— What this exercise asks —
1 – Copy the passage of the parish page excerpt from "The twin brothers, Cosmas" to "perform countless healings." without any changes.
2 – According to the parish page excerpt, why were Cosmas and Damian called anargyroi or "unmercenaries"? Answer in one to three sentences.

— Page excerpt —
----------------------------------------

The Abbess of the Monastery of the Theotokos at Kaftoun, Mother Lucia, for whom this project is most dear, is the sister of Fr. Elia Shalhoub of our Archdiocese and she is the cousin of John Ayoub of our parish. One of the nuns most instrumental in the historical research of the church is Sister Aquilina, the sister of Pascale Haddad of our parish. Sister Aquilina’s research is recorded in the book “Kaftoun Monastery; History and Tradition” [in Arabic]. For additional information on the project visit the Dumbarton Oaks article at http://www.doaks.org/research/byzantine/project-grants/2009-10/waliszewski-and-chmielewski
Through both Mother Lucia and Sister Aquilina, we at St. George enjoy a special link with the Monastery at Kaftoun and the memory of these courageous soldiers and defenders of the Faith, Sts. Sarkis and Bakhos. May the heroic steadfastness of Faith exhibited by these two Holy Martyrs inspire us and our brothers and sisters during these most difficult times as, once again, Christians face persecution and death for professing their Faith.
November 1: Holy and Wonderworking Unmercenaries Sts. Cosmas and Damian
Asia (3rd c.)
The twin brothers, Cosmas and Damian lived in Asia during the mid-third century. They were of noble birth and well-educated in all the branches of higher learning at their home town of Ephesus. Their mother was St. Theodota. In their youth, they turned to the study and practice of medicine. They offered their medical services without charge for anyone who sought their help, caring for both the wealthy and the poor. They even cared for animals. In addition to the customary methods of curing, the brothers relied on the Name of Christ. Together they visited the villages and cities of western Asia and were able to perform countless healings.
Cosmas and Damian quickly attained a great reputation. Because they accepted no pay for their services, they were referred to as anargyroi, [the silverless] or the ‘unmercenaries’. In this way they brought many to the Christian Faith. When the Diocletian persecution began, the Prefect Lysias had Cosmas and Damian arrested, and ordered them to recant their faith. They remained faithful to Christ under torture and in a miraculous manner suffered no injury. Eventually they were executed along with their three brothers, Anthimus, Leontius, and Euprepius, all five brothers died as martyrs and are recognized as Saints of the Church. Their execution is recorded to have taken place on 27 September in the year 287. At a later date a number of accounts grew up about Cosmas and Damian, connected in part with their relics.

----------------------------------------

— Data below —
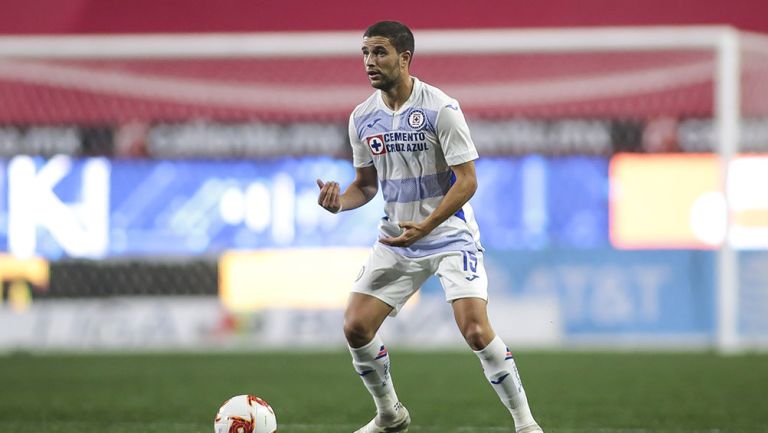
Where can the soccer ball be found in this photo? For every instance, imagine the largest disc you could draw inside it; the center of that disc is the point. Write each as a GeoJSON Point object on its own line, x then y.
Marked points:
{"type": "Point", "coordinates": [245, 414]}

----------------------------------------

— Solutions by task —
1 –
The twin brothers, Cosmas and Damian lived in Asia during the mid-third century. They were of noble birth and well-educated in all the branches of higher learning at their home town of Ephesus. Their mother was St. Theodota. In their youth, they turned to the study and practice of medicine. They offered their medical services without charge for anyone who sought their help, caring for both the wealthy and the poor. They even cared for animals. In addition to the customary methods of curing, the brothers relied on the Name of Christ. Together they visited the villages and cities of western Asia and were able to perform countless healings.

2 – They were called anargyroi, meaning "the silverless" or the "unmercenaries," because they accepted no pay for their medical services.